■ Exercise requirements:
In the simulation article, where did the thirty students and professionals gather? Please answer in one sentence.

Collaboration Through Problem Based Scenarios: An Interprofessional Health Simulation
May 29, 2015
Evan Gooberman & Alex Krengel
Drexel University School of Public Health
Masters of Public Health Candidates
“If we want to keep making drugs, we should go with the higher return on investment.”
“Only if we are deciding based on cost and risk.”
“Agreed, we also have to account for the potential population health impact.”
Students chimed, huddled around a table. On the evening of April 9th, "Building Broader Connections" Day of National Public Health Week, this team of six was asked to act as pharmaceutical industry executives balancing resources to prioritize multiple drug development pathways. In the second ever Interprofessional Health Simulation, thirty students and professionals from Public Health, Nursing, Medicine, Music Therapy and Business gathered together at the Drexel University College of Nursing and Health Professions Simulation Center. They worked together in small teams, to solve complex health-related problems.
The goal of the event is to develop everyone’s capacity for interprofessional collaboration, defined by five key attributes within the fields of health: overall knowledge and competency, values and ethics, rules and responsibilities, communication and teamwork. Due to the complexity within the many fields of health, the simulation was designed with the belief that developing these attributes will help future professionals develop shared understanding and accountability and work collaboratively to recognize the nuances of our communities, create better systems and provide better services to achieve the outcomes we desire.
To move toward this goal, participants were placed into one of four interdisciplinary teams, with participants from various backgrounds working together. Each team engaged in three of the six scenarios that were developed: three clinically-based, and three non-clinically-based table-top scenarios. Within the clinical scenarios, participants cared for their patients as if they were in a real healthcare setting.
In one such scenario, participants entered an Emergency Department setting and discovered their patient, a man in his 30s who complained of severe pain in his leg, which was being caused by a fracture in his femur. The healthcare team collected a history, revealing that he was injured at work, which led to conversations about occupational injuries and workplace safety. For another scenario, the team elected three members to be a physician, a nurse, and a medical assistant, while the rest of the ream observed remotely. This small care team was placed in a rural community and had to address a multitude of health conditions with an adult with special needs and her mother. Without local specialists, the team then had to create a coordinated care plan and chart the life course of the patient, which was ultimately discussed in the full team debrief.

■ Record set:

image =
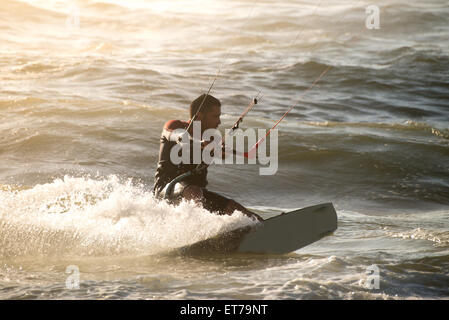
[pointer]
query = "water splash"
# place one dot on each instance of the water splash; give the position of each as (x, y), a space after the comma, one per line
(95, 217)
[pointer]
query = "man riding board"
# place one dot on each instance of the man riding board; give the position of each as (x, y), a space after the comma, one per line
(207, 110)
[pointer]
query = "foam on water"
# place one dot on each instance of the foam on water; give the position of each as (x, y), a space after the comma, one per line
(100, 216)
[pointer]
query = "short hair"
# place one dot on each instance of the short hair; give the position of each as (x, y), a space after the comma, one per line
(209, 102)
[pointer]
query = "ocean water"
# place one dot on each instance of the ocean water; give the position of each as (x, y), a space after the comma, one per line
(86, 86)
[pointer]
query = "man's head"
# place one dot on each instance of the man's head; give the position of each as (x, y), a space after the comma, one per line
(210, 112)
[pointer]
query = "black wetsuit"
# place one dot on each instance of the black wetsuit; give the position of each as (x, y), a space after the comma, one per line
(166, 171)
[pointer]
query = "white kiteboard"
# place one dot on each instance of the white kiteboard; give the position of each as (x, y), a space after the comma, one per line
(278, 235)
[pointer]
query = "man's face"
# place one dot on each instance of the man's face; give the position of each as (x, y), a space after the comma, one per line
(210, 119)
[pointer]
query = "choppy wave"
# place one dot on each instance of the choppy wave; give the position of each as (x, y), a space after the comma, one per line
(99, 217)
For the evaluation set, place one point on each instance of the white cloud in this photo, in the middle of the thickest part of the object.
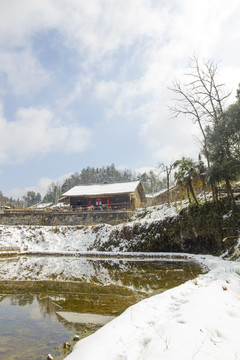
(23, 71)
(130, 51)
(39, 132)
(41, 186)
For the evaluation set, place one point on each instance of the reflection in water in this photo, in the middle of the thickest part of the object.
(99, 286)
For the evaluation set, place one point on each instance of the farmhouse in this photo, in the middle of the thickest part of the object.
(116, 196)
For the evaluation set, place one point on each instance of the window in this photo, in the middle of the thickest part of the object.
(99, 202)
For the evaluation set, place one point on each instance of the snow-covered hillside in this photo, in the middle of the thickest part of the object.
(58, 239)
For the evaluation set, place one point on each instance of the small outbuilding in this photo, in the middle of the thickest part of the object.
(115, 196)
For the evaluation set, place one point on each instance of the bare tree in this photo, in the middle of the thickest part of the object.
(167, 169)
(201, 98)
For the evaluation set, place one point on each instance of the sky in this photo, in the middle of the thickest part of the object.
(87, 83)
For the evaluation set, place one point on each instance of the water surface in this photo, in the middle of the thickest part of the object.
(34, 288)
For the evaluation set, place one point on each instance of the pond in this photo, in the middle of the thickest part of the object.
(35, 290)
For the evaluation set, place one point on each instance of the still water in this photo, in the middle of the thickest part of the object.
(33, 289)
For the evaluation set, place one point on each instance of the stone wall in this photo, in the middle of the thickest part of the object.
(45, 218)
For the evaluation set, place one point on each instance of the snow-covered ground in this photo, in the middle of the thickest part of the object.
(198, 320)
(58, 239)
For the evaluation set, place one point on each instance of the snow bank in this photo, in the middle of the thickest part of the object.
(57, 239)
(197, 320)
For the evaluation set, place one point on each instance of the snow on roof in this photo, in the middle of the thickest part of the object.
(103, 189)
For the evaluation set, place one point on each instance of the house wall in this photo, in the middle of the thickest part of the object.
(120, 201)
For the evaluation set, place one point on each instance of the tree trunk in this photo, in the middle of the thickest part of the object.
(192, 191)
(229, 191)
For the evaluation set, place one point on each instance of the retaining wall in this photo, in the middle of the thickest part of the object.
(45, 218)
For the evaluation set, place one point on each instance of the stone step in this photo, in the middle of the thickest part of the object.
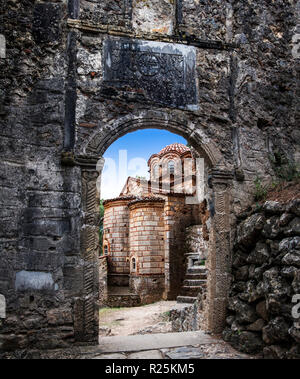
(194, 282)
(186, 299)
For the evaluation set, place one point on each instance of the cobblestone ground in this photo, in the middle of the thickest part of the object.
(219, 350)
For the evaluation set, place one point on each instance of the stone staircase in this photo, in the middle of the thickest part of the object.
(194, 283)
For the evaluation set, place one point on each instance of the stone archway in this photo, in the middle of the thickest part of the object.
(86, 311)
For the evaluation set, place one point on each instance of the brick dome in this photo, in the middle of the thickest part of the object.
(178, 147)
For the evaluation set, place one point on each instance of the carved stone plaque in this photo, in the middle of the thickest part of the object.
(162, 73)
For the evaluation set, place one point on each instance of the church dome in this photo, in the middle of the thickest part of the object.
(178, 147)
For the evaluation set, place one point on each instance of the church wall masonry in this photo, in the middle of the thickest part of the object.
(59, 111)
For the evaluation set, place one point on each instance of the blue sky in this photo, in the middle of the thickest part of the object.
(136, 148)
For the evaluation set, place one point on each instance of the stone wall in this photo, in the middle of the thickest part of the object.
(147, 248)
(103, 280)
(178, 215)
(265, 278)
(116, 236)
(241, 108)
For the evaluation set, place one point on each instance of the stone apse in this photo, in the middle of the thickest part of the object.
(80, 74)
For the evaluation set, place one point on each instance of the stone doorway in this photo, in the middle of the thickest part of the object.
(219, 180)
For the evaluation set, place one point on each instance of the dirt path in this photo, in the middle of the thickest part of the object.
(151, 318)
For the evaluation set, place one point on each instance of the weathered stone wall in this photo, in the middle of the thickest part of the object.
(177, 216)
(40, 263)
(116, 235)
(265, 277)
(239, 109)
(103, 280)
(146, 239)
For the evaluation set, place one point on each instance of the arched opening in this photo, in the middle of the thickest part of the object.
(218, 185)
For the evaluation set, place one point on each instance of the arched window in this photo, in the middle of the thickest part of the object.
(171, 167)
(156, 171)
(133, 264)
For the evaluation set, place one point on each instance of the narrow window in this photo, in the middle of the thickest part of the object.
(133, 264)
(171, 167)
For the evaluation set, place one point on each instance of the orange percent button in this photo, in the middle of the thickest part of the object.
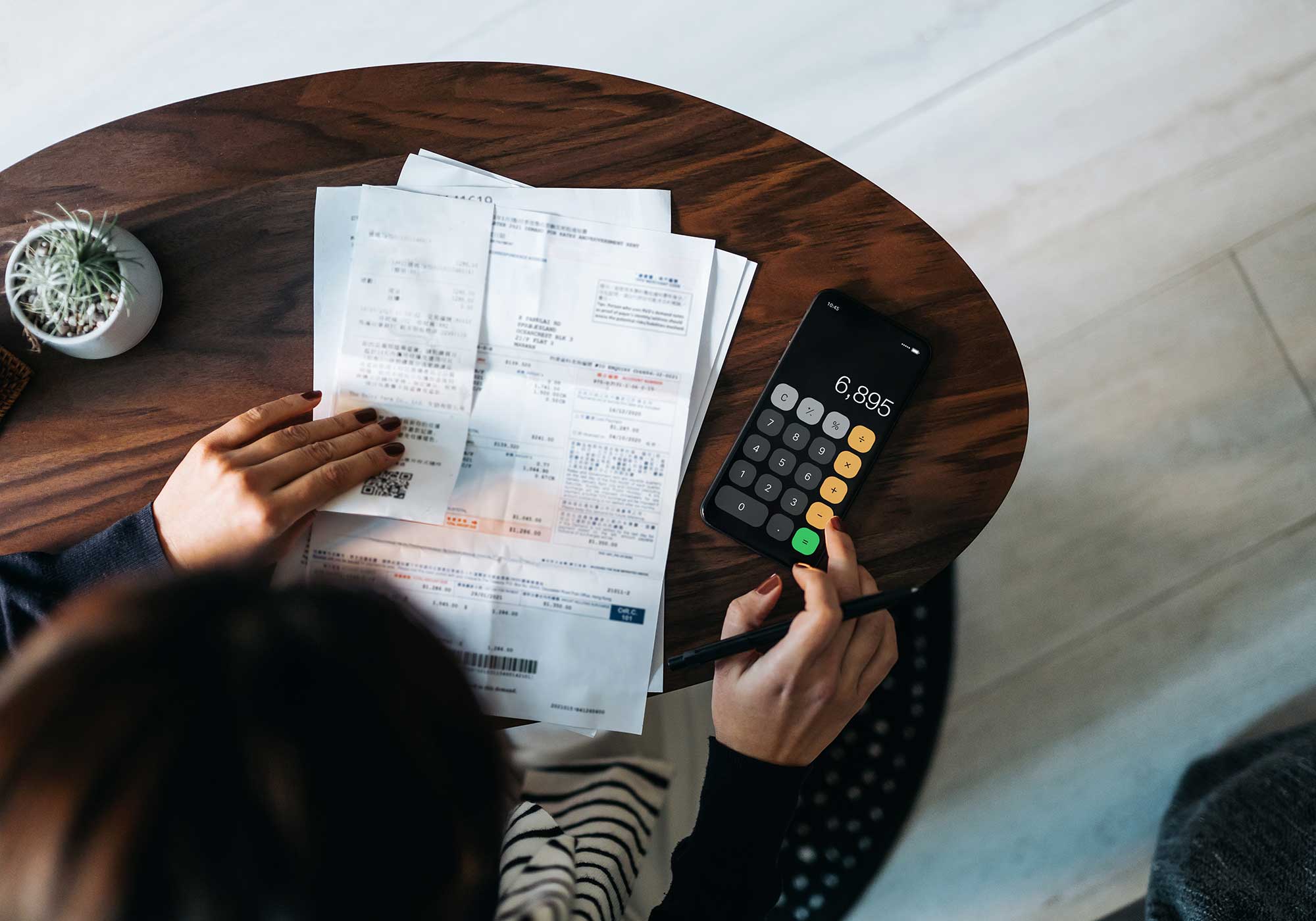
(819, 515)
(861, 439)
(834, 490)
(847, 465)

■ Output of the task:
They gathered at the Drexel University College of Nursing and Health Professions Simulation Center.